THE INPUT
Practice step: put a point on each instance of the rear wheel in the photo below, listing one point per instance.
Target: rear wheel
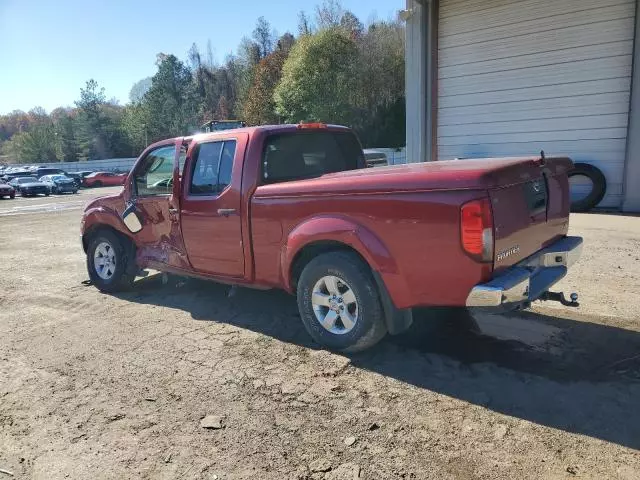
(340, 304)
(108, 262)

...

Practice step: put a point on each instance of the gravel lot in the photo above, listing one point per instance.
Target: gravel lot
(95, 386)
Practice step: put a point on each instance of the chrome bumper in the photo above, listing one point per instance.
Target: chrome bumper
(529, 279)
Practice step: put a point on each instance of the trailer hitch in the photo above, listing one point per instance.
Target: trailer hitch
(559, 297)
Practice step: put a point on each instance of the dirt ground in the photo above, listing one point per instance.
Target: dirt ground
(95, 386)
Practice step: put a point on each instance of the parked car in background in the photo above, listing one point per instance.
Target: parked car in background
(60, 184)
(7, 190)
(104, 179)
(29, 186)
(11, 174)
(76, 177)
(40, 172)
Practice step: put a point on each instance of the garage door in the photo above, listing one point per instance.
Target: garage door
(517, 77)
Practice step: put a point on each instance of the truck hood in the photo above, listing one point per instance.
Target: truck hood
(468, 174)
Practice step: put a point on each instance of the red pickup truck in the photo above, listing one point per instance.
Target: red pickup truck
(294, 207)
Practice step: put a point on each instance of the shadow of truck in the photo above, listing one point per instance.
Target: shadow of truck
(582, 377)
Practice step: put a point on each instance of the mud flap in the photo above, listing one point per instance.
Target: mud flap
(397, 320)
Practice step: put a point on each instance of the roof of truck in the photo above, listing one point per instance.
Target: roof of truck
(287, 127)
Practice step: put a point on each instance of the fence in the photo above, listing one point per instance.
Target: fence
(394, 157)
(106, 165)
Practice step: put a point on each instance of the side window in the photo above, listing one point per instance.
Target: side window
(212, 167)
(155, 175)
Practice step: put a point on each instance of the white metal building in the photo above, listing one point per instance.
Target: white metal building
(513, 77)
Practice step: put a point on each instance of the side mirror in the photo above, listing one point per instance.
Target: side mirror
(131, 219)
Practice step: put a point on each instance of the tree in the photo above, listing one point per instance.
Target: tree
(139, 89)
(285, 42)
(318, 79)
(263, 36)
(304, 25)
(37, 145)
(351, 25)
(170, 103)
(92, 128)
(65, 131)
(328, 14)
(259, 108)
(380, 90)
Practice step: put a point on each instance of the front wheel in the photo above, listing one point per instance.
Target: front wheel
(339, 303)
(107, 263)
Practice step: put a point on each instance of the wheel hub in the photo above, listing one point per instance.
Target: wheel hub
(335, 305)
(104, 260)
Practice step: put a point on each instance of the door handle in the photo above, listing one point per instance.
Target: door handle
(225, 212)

EXERCISE
The required answer is the exact run of lines above starting at the line with "Practice step: put a point on each instance of the chrome" and ending at the line with "Practice step: put a point on each instance of the parked", with both ends present.

EXERCISE ANSWER
Practice step: put a point on each instance of the chrome bumper in the photo above, listing one point per instance.
Target: chrome bumper
(529, 279)
Practice step: put a point on each instance of the trailer hitch in the photo above, listing one point per instance.
Target: trailer hitch
(559, 297)
Practice step: put a point on each instance of the dirt ground in the photo above, listing one point per instance.
Target: dirt ground
(95, 386)
Practice step: put a point on each instance of the parked car in background in the photo above, listing one point per instance.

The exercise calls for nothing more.